Exercise description: Copy out every line of the data below that contains the word "jeans", leaving all other lines out.

Provided records:
* START *

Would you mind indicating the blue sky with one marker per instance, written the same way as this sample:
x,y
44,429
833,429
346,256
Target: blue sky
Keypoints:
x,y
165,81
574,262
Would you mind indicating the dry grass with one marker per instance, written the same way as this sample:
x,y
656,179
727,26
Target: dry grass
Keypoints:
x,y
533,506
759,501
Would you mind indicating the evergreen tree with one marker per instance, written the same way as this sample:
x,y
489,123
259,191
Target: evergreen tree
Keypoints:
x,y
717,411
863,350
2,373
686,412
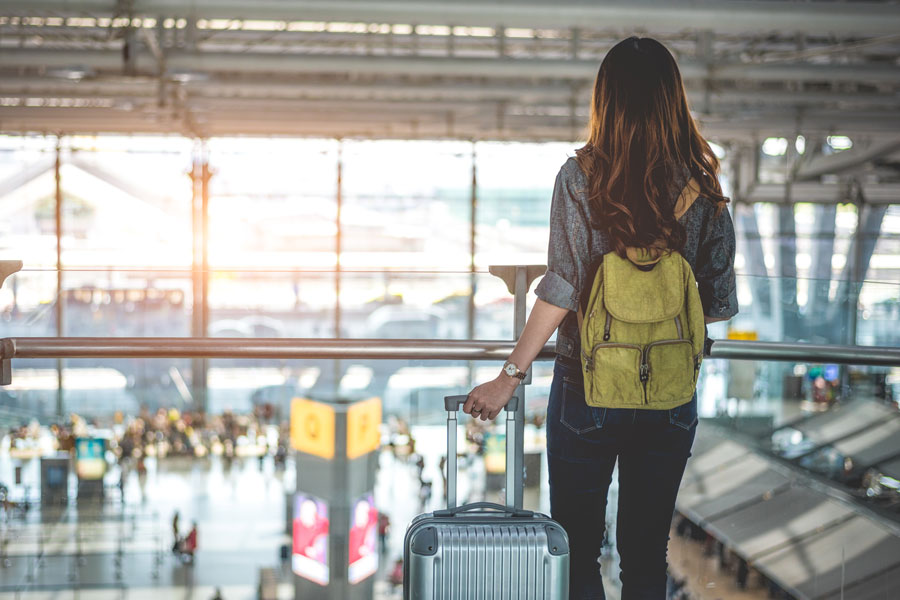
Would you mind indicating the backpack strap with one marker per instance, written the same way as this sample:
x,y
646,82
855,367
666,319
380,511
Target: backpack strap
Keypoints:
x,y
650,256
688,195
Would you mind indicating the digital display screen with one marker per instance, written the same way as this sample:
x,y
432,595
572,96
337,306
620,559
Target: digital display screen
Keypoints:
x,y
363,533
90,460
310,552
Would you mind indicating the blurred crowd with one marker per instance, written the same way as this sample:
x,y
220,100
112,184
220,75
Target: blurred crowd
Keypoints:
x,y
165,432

* END *
* START *

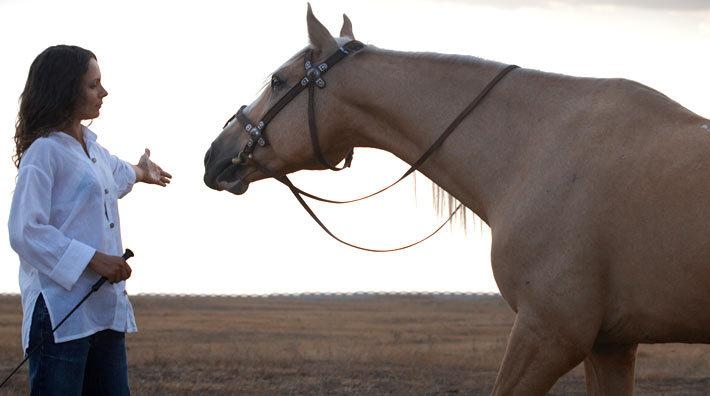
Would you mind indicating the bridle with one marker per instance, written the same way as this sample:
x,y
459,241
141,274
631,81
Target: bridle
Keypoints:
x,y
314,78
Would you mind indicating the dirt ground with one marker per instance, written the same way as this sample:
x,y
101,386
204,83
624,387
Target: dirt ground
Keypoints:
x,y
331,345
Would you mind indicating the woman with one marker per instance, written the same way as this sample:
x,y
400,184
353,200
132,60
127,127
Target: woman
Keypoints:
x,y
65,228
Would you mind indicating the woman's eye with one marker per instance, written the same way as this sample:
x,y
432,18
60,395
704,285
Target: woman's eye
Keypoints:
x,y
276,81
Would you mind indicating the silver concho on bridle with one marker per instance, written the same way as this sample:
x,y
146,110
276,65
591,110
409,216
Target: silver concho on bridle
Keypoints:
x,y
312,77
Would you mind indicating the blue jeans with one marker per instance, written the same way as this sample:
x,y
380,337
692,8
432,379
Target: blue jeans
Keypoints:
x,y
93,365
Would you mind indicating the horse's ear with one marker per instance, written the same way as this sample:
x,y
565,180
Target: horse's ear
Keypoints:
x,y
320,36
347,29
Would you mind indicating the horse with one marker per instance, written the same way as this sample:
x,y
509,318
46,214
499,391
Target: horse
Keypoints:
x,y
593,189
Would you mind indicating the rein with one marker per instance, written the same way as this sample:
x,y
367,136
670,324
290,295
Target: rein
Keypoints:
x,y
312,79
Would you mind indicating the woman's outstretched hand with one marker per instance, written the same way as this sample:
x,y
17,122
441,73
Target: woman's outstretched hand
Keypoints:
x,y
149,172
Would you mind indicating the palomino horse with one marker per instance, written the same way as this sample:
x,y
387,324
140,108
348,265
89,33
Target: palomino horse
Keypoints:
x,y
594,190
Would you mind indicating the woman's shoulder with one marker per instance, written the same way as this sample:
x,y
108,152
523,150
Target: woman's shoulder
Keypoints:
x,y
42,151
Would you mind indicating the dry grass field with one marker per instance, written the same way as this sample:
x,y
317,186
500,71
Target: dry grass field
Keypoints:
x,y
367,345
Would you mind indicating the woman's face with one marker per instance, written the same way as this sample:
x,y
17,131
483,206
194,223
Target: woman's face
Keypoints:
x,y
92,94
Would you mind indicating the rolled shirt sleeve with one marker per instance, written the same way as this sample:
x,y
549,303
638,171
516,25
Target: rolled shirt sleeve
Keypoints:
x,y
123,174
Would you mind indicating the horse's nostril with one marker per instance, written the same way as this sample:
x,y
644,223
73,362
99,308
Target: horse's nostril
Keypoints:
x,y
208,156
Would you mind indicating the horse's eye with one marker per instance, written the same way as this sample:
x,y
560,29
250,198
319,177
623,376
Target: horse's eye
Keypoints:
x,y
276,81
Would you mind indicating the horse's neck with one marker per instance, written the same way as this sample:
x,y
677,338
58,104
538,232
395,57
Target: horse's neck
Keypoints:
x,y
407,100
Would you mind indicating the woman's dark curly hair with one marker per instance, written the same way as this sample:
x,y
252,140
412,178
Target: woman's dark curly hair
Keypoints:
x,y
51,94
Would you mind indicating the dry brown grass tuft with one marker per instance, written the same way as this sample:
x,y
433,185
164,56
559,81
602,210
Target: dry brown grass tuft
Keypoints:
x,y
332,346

* END *
* START *

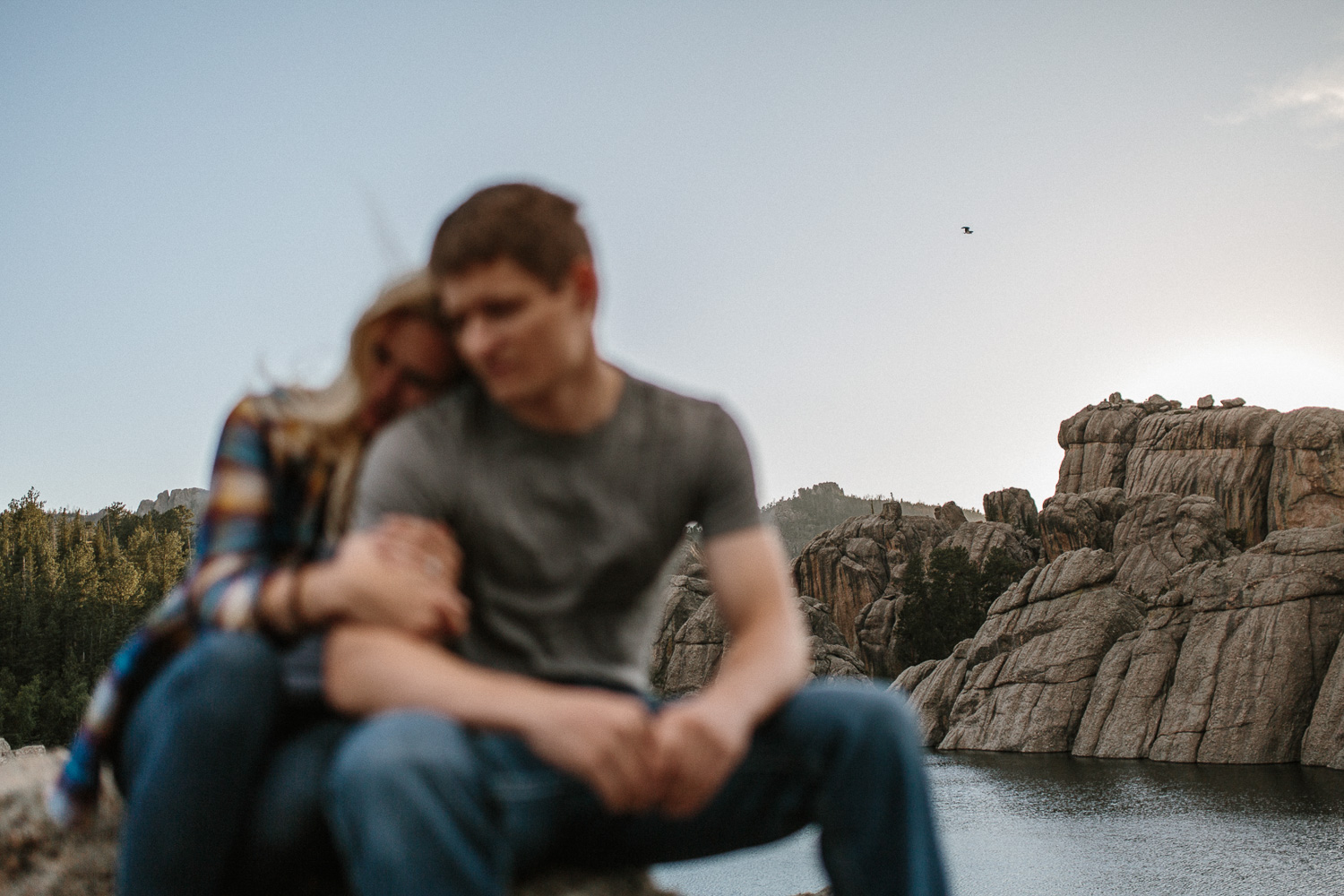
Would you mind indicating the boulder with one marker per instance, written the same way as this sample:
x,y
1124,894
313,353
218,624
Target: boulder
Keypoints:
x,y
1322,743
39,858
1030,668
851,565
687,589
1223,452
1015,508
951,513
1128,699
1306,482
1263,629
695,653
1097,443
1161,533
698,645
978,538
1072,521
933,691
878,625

* END *

Correct answer:
Would you mind indicating the blue jeans with one marker per instance, written the same way as this sample:
Target: blue jeans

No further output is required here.